▶ Input rows

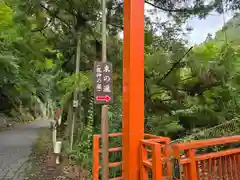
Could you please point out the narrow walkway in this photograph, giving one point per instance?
(15, 148)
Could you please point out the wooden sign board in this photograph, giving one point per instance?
(103, 92)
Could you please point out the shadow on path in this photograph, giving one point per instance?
(15, 148)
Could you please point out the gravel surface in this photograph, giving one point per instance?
(15, 148)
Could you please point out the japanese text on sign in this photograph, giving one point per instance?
(103, 82)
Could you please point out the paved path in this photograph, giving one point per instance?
(15, 148)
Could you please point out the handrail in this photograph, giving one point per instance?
(206, 143)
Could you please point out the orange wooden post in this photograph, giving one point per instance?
(133, 87)
(96, 150)
(143, 168)
(157, 162)
(192, 171)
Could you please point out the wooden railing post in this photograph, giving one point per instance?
(192, 168)
(143, 157)
(157, 171)
(96, 151)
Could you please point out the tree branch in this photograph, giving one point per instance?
(189, 10)
(175, 65)
(42, 28)
(54, 14)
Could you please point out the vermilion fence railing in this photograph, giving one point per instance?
(220, 165)
(153, 153)
(97, 152)
(180, 161)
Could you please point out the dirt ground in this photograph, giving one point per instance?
(43, 162)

▶ Set problem
Copy the records above line for line, with no changes to any of them. Leave out the picture itself.

▶ Task answer
Could you please point out the narrow walkway in this photograph, giving one point per instance?
(15, 148)
Could you please point out the wooden sign board in this photograph, giving one point per instance?
(103, 92)
Could you please point out the shadow on path in this photograph, giving one point per instance?
(15, 148)
Could you please point out the gravel surface in this photograph, giving one point per instance?
(15, 148)
Could you please point out the japanese text on sign in this photograph, giving one point per instance?
(103, 82)
Could you please point out the paved path in this photograph, giving one point per instance?
(15, 148)
Could you please point out the handrail in this photograph, giving one point per instance?
(206, 143)
Could you please point out the orange wooden post in this photograph, giving one point per instance?
(133, 87)
(96, 150)
(143, 168)
(157, 162)
(192, 171)
Could you please point out the wooden railing post in this photograph, giving one point per instance?
(192, 168)
(143, 157)
(157, 171)
(96, 151)
Could you please point out the tree branch in this photograph, giving one point per instance?
(189, 10)
(175, 65)
(42, 28)
(54, 14)
Could you please point out the vermilion fence railing in this photograph, giving one point per instance?
(220, 165)
(153, 153)
(97, 152)
(180, 161)
Could you please point out the dirt ground in this photograph, giving one point per instance?
(43, 162)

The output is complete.